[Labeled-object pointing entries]
• • • • •

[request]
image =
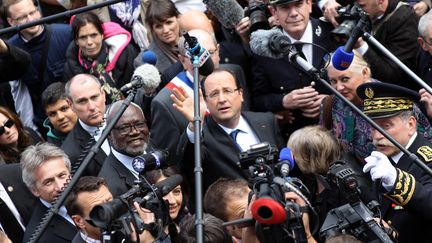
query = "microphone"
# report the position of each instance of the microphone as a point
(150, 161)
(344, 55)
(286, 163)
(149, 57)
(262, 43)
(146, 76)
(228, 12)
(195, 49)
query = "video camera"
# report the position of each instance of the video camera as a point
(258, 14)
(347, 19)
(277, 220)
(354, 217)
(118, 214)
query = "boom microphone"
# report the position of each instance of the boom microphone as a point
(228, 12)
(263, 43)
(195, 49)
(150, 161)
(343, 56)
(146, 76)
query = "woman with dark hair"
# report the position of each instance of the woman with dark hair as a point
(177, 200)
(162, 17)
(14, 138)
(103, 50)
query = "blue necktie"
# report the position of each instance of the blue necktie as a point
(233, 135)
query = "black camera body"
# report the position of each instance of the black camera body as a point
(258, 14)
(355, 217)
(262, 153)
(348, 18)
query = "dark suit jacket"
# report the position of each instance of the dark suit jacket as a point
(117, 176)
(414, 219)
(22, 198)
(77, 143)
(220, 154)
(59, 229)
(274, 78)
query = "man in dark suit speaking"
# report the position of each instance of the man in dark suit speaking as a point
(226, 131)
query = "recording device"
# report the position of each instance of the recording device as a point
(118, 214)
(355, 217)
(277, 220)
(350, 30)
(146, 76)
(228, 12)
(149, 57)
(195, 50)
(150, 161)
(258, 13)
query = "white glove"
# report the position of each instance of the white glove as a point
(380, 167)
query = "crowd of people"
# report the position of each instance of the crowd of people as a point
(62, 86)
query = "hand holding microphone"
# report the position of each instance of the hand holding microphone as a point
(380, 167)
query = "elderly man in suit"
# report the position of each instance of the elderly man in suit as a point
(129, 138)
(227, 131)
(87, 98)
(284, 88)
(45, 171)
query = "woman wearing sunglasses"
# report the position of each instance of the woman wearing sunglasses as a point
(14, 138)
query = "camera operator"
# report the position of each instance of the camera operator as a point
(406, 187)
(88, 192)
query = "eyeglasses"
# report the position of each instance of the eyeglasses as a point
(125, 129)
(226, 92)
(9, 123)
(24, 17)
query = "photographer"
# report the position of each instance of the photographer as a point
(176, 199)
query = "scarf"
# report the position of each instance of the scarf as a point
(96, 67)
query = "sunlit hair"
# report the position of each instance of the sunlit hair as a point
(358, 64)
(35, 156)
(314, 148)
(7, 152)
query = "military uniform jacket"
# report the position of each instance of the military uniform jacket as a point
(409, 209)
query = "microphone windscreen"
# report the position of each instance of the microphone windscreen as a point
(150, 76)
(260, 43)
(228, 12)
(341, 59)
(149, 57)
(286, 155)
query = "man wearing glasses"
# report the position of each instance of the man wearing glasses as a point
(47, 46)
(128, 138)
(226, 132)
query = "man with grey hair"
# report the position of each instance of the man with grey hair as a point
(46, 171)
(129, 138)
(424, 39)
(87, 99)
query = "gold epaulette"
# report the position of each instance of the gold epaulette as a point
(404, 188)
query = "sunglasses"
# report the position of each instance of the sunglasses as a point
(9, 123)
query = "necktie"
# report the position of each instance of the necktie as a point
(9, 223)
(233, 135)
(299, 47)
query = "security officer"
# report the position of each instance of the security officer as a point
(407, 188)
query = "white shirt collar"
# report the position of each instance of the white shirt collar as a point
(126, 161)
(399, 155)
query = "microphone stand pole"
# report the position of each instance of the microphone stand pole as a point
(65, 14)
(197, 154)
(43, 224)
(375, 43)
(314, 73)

• • • • •

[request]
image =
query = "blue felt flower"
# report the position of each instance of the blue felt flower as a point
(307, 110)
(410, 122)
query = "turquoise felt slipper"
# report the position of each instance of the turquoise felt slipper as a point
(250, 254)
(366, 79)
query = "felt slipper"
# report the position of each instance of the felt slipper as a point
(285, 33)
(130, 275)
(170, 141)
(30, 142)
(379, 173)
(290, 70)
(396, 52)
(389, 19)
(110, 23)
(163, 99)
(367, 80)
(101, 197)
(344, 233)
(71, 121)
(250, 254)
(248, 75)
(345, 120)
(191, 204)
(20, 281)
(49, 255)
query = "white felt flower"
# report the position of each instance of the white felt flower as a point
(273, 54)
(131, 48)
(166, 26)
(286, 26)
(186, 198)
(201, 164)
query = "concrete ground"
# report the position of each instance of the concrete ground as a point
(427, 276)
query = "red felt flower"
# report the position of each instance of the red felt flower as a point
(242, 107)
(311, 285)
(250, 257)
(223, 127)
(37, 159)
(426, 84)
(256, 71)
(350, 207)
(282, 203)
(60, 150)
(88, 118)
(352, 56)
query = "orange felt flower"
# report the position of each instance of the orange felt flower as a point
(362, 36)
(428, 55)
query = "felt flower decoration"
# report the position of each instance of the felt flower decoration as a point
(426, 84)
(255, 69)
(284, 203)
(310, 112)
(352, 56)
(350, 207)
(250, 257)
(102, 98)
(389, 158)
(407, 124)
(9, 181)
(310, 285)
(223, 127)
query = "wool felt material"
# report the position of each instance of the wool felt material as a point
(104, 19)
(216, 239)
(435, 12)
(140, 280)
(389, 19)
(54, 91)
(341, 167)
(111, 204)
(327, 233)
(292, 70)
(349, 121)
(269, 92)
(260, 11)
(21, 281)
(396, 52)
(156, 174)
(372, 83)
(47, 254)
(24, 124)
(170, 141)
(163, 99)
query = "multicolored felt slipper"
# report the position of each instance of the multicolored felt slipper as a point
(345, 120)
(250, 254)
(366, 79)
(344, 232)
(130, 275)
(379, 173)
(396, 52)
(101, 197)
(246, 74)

• • • • •

→ EXERCISE AIM
How many lines in the data above contain the word "black"? Reply with the number only.

→ ANSWER TO THE PROBLEM
2